A run of records:
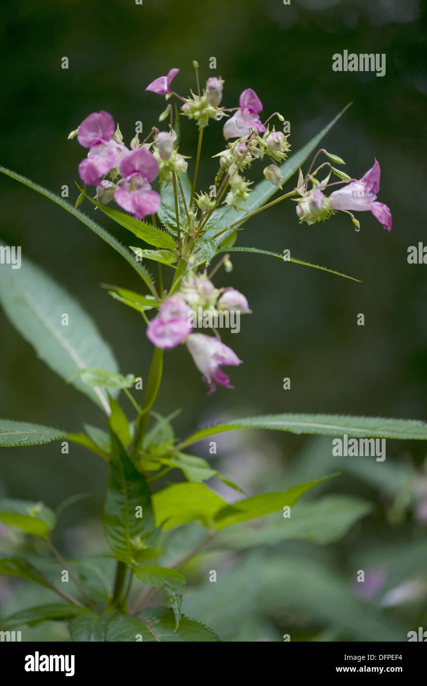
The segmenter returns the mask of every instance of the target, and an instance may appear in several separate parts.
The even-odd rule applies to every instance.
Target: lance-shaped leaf
[[[227,503],[204,484],[173,484],[153,495],[158,526],[163,529],[199,519],[209,527],[216,513]]]
[[[292,434],[323,436],[347,434],[354,438],[400,438],[427,440],[427,424],[415,419],[354,417],[341,414],[266,414],[234,419],[201,429],[179,444],[179,449],[196,443],[208,436],[234,429],[270,429]]]
[[[117,370],[110,346],[82,305],[29,260],[22,259],[21,269],[5,265],[0,270],[0,302],[38,357],[62,379],[97,364]],[[103,390],[78,378],[72,383],[109,412]]]
[[[0,500],[0,521],[44,538],[55,527],[56,517],[42,503],[3,498]]]
[[[136,549],[148,547],[147,539],[155,530],[151,493],[113,431],[111,447],[104,531],[115,557],[134,563]]]
[[[41,424],[0,419],[0,445],[4,448],[17,445],[41,445],[42,443],[50,443],[51,440],[65,438],[67,436],[68,431]]]
[[[133,374],[123,376],[118,372],[109,372],[106,369],[99,369],[97,367],[89,367],[82,369],[74,375],[79,377],[82,381],[90,386],[99,386],[99,388],[130,388],[135,383]],[[72,381],[72,377],[69,381]]]
[[[177,256],[171,250],[146,250],[133,246],[130,246],[130,248],[141,259],[151,259],[154,262],[160,262],[160,264],[165,264],[168,267],[171,267],[178,259]]]
[[[62,209],[69,212],[69,213],[73,215],[73,217],[78,219],[82,224],[84,224],[88,228],[90,229],[91,231],[96,233],[99,238],[101,238],[103,241],[105,241],[106,243],[108,243],[109,246],[117,250],[117,252],[119,252],[122,257],[124,257],[126,261],[130,264],[131,267],[138,272],[138,274],[145,282],[153,295],[156,296],[156,287],[150,276],[149,272],[141,263],[141,262],[137,262],[129,250],[124,248],[117,238],[114,238],[114,236],[112,236],[110,233],[108,233],[108,232],[106,231],[103,226],[100,226],[99,224],[97,224],[96,222],[94,222],[93,220],[90,219],[89,217],[86,217],[83,212],[81,212],[80,210],[73,207],[69,202],[66,202],[63,198],[60,198],[59,196],[56,195],[56,193],[52,193],[51,191],[48,191],[46,188],[43,188],[42,186],[39,186],[37,183],[34,183],[29,178],[26,178],[25,176],[21,176],[21,174],[16,174],[16,172],[11,172],[10,169],[7,169],[1,165],[0,172],[5,174],[7,176],[10,176],[11,178],[14,179],[16,181],[19,181],[20,183],[32,189],[33,191],[36,191],[37,193],[40,193],[40,195],[45,196],[45,198],[48,198],[49,200],[52,200],[57,205],[62,207]]]
[[[77,186],[77,188],[80,191],[82,191],[82,189],[79,186]],[[154,226],[152,224],[149,224],[148,222],[143,222],[140,219],[133,219],[130,215],[125,214],[124,212],[120,212],[112,207],[103,205],[101,202],[98,202],[97,200],[88,196],[87,193],[84,193],[84,196],[88,200],[90,200],[90,202],[95,205],[98,209],[103,212],[107,217],[114,220],[121,226],[124,226],[129,231],[132,231],[135,236],[141,238],[145,243],[149,244],[150,246],[154,246],[155,248],[169,248],[170,250],[174,250],[176,248],[176,244],[172,236],[167,233],[166,231],[162,230],[161,228]]]
[[[42,622],[56,620],[64,622],[77,617],[83,608],[75,605],[66,605],[65,603],[50,603],[47,605],[38,605],[36,607],[29,607],[26,610],[21,610],[13,615],[1,619],[2,629],[12,629],[14,626],[22,626],[28,624],[29,626],[36,626]]]
[[[71,641],[78,643],[99,643],[106,640],[106,627],[114,611],[103,615],[95,615],[94,612],[84,612],[76,617],[69,624],[69,631]]]
[[[113,643],[210,643],[219,641],[202,622],[184,615],[175,629],[173,615],[162,607],[144,610],[138,617],[117,613],[107,624],[106,640]]]
[[[313,152],[320,143],[322,138],[328,133],[328,132],[332,128],[332,126],[338,121],[340,117],[344,114],[345,110],[350,107],[350,103],[347,105],[341,111],[334,117],[328,124],[326,125],[318,134],[316,134],[308,143],[306,143],[295,154],[291,155],[286,162],[284,162],[280,167],[280,172],[282,172],[282,176],[283,179],[281,180],[282,184],[285,184],[286,181],[293,176],[300,167],[305,162],[307,159],[308,155]],[[263,205],[265,205],[270,198],[271,198],[278,191],[278,188],[274,186],[269,181],[265,179],[263,179],[260,181],[256,186],[255,186],[252,193],[249,196],[247,202],[244,207],[244,213],[240,211],[238,212],[236,210],[233,210],[230,213],[228,213],[223,216],[219,215],[217,215],[216,213],[217,210],[213,213],[211,220],[215,223],[217,226],[230,226],[234,222],[240,221],[242,218],[242,214],[246,217],[254,212],[256,210],[258,209]],[[245,219],[243,219],[245,221]],[[241,222],[243,224],[243,222]],[[239,226],[241,226],[239,224]],[[210,230],[207,232],[208,235],[215,235],[215,231]],[[230,232],[227,231],[223,233],[219,239],[219,243],[222,243],[226,239],[228,236],[230,235]]]
[[[226,505],[215,513],[214,525],[217,529],[223,529],[230,524],[255,519],[256,517],[269,514],[270,512],[283,510],[285,507],[292,507],[307,490],[335,475],[332,474],[324,477],[323,479],[299,484],[282,493],[261,493],[260,495],[240,500],[235,505]]]
[[[175,628],[178,629],[181,619],[182,591],[185,587],[184,574],[167,567],[138,567],[133,571],[143,583],[164,589],[175,615]]]
[[[339,541],[371,509],[370,503],[359,498],[327,495],[314,502],[298,503],[289,517],[278,512],[265,517],[256,528],[246,522],[233,524],[215,536],[208,548],[242,549],[293,539],[324,545]]]
[[[296,257],[285,257],[279,252],[271,252],[269,250],[262,250],[259,248],[234,248],[232,246],[227,248],[220,248],[219,252],[256,252],[258,255],[271,255],[272,257],[278,257],[283,262],[294,262],[295,264],[302,264],[306,267],[313,267],[315,269],[320,269],[322,272],[329,272],[330,274],[335,274],[337,276],[343,276],[344,279],[350,279],[352,281],[361,283],[358,279],[354,276],[348,276],[346,274],[341,274],[341,272],[336,272],[334,269],[328,269],[327,267],[321,267],[318,264],[312,264],[310,262],[306,262],[302,259],[297,259]]]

**Exercise goal:**
Identify the lines in the records above that contain the word "every", and copy each of them in full.

**Complete response:**
The segmenter returns the mask of every instance of the target, and an instance may appear in several separate parts.
The even-odd rule applies to every instance.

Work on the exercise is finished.